▶ _Task instructions_
Transcribe the material in full, exactly as written.

────────────────

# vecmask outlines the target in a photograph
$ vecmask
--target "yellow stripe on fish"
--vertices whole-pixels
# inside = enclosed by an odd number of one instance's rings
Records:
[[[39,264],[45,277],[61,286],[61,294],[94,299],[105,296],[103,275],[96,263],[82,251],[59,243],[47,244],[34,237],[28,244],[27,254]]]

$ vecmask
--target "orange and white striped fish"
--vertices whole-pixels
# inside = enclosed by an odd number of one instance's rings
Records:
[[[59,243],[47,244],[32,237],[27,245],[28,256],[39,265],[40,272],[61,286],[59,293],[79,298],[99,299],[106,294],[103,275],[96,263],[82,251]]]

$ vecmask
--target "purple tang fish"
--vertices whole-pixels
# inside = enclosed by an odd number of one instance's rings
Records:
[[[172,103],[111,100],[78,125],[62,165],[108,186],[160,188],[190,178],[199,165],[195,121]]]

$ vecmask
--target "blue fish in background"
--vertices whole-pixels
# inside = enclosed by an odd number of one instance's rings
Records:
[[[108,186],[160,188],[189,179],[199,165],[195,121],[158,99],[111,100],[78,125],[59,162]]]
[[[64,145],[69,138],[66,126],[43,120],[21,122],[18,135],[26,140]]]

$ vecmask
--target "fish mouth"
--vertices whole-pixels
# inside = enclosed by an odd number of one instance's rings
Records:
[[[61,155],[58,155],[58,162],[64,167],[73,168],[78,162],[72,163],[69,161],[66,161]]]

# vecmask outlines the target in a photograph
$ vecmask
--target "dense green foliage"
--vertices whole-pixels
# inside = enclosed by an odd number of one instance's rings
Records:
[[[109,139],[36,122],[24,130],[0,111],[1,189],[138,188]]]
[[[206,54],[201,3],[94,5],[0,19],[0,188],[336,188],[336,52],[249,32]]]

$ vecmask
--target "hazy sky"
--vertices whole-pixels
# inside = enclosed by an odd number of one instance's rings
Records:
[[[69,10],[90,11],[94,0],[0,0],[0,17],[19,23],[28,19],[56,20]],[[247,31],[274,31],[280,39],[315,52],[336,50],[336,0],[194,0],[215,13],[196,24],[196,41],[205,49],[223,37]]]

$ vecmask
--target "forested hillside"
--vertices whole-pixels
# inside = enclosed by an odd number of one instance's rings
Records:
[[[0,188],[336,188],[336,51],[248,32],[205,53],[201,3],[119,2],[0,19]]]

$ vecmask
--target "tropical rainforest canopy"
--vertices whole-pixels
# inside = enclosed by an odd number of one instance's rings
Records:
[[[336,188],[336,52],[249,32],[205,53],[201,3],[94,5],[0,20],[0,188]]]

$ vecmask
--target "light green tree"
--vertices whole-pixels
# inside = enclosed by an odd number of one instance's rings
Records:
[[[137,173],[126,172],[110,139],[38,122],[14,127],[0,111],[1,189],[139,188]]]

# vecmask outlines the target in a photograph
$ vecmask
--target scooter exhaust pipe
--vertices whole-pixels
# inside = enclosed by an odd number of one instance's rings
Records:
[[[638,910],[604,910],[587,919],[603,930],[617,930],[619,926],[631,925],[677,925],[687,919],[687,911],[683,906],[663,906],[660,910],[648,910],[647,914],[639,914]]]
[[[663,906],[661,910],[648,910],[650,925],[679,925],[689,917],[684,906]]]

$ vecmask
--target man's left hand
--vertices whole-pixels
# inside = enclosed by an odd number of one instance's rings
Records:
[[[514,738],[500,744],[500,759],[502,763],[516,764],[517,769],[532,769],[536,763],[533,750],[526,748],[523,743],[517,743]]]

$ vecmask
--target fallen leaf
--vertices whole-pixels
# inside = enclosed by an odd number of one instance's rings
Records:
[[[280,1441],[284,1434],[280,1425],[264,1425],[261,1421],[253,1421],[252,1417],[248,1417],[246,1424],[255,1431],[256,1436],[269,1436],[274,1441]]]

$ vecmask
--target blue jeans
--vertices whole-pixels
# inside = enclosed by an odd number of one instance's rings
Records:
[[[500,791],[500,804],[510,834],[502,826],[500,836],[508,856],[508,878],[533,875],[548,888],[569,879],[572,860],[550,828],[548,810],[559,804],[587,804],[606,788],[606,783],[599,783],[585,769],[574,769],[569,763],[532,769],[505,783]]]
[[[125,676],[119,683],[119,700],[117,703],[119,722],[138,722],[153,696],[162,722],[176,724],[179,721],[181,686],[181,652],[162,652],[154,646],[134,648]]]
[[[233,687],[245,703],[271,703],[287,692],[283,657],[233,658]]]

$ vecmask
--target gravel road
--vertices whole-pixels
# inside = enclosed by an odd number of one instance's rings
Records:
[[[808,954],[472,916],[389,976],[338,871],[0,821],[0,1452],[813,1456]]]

────────────────

▶ _The response_
# vecmask outlines the target in a photograph
$ vecmask
--target "yellow stripe on fish"
--vertices whole-pixels
# inside = enclosed by an odd number of one instance's rings
Records:
[[[39,264],[45,277],[61,286],[61,294],[94,299],[105,296],[103,275],[96,263],[82,251],[59,243],[47,244],[34,237],[28,244],[27,254]]]

$ vecmask
--target "orange and white striped fish"
--vertices whole-pixels
# inside = enclosed by an odd number of one instance's rings
Records:
[[[59,243],[47,244],[32,237],[27,245],[28,256],[39,265],[40,272],[61,286],[59,293],[79,298],[99,299],[106,294],[103,275],[96,263],[82,251]]]

$ vecmask
--target "purple tang fish"
--vertices whole-pixels
# inside = enclosed by an odd number of one instance's rings
Records:
[[[172,103],[111,100],[78,125],[62,165],[108,186],[160,188],[190,178],[199,165],[195,121]]]

$ vecmask
--target "blue fish in background"
--vertices whole-pixels
# inside = enclosed by an odd number of one instance's rings
Records:
[[[108,186],[160,188],[189,179],[199,165],[195,121],[158,99],[111,100],[78,125],[59,162]]]
[[[64,145],[69,138],[66,126],[43,120],[21,122],[18,135],[26,140]]]

$ vecmask
--target "fish mouth"
--vertices whole-pixels
# inside = enclosed by an odd number of one instance's rings
Records:
[[[61,155],[58,155],[58,162],[64,167],[73,168],[78,162],[72,163],[69,161],[66,161]]]

# vecmask outlines the target in a photograph
$ vecmask
--target "dense green foliage"
--vertices whole-pixels
# inside = enclosed by an odd number of one instance's rings
Records:
[[[109,139],[36,122],[24,130],[0,111],[1,189],[138,188]]]
[[[206,54],[201,3],[94,5],[0,19],[0,188],[336,188],[336,52],[249,32]]]

$ vecmask
--target "hazy sky"
--vertices whole-pixels
# inside = enclosed by an odd number of one instance's rings
Records:
[[[69,10],[90,11],[94,0],[0,0],[0,17],[19,23],[28,19],[56,20]],[[247,31],[274,31],[280,39],[315,52],[336,50],[336,0],[194,0],[215,13],[196,24],[196,41],[205,49],[223,37]]]

$ vecmask
--target "forested hillside"
--vertices whole-pixels
# inside = enclosed by an odd number of one instance's rings
Records:
[[[0,188],[336,188],[336,51],[248,32],[205,53],[201,3],[119,2],[0,19]]]

$ vecmask
--target "tropical rainforest canopy"
--vertices whole-pixels
# inside = enclosed by an odd number of one instance's rings
Records:
[[[336,188],[336,52],[249,32],[205,53],[201,3],[94,5],[0,20],[0,188]]]

$ vecmask
--target "light green tree"
--vertices whole-pixels
# inside = enclosed by an odd number of one instance's rings
Records:
[[[137,173],[126,172],[110,139],[38,122],[14,127],[0,111],[1,189],[139,188]]]

# vecmask outlines the target in a photograph
$ vecmask
--target scooter exhaust pipe
--vertices whole-pixels
# inside = enclosed by an odd number of one instance's rings
Records:
[[[638,910],[604,910],[587,919],[603,930],[617,930],[619,926],[631,925],[677,925],[687,919],[687,911],[683,906],[663,906],[660,910],[648,910],[647,914],[639,914]]]
[[[663,906],[661,910],[648,910],[650,925],[679,925],[689,917],[684,906]]]

$ vecmask
--target man's left hand
--vertices whole-pixels
# inside = enclosed by an odd number of one instance's rings
Records:
[[[514,738],[500,744],[500,759],[502,763],[516,764],[517,769],[532,769],[536,763],[533,750],[526,748],[523,743],[517,743]]]

$ vecmask
--target fallen leaf
--vertices whole-pixels
# inside = enclosed by an odd number of one instance's rings
Records:
[[[280,1441],[284,1434],[280,1425],[264,1425],[261,1421],[253,1421],[252,1417],[248,1417],[246,1424],[255,1431],[256,1436],[269,1436],[274,1441]]]

$ vecmask
--target blue jeans
--vertices whole-pixels
# inside = enclosed by an odd number of one instance's rings
Records:
[[[500,791],[500,804],[510,834],[502,826],[500,836],[508,856],[508,878],[533,875],[548,888],[569,879],[572,860],[550,828],[548,810],[559,804],[587,804],[606,788],[606,783],[599,783],[585,769],[574,769],[569,763],[532,769],[505,783]]]
[[[125,676],[119,683],[119,700],[117,703],[119,722],[138,722],[153,696],[162,722],[176,724],[179,721],[181,686],[181,652],[162,652],[154,646],[134,648]]]
[[[233,687],[245,703],[271,703],[287,692],[283,657],[233,658]]]

$ vecmask
--target gravel road
--vertices whole-pixels
# inside = enclosed by an odd number of one instance's rings
Records:
[[[808,954],[472,916],[389,976],[338,871],[0,821],[0,1452],[813,1456]]]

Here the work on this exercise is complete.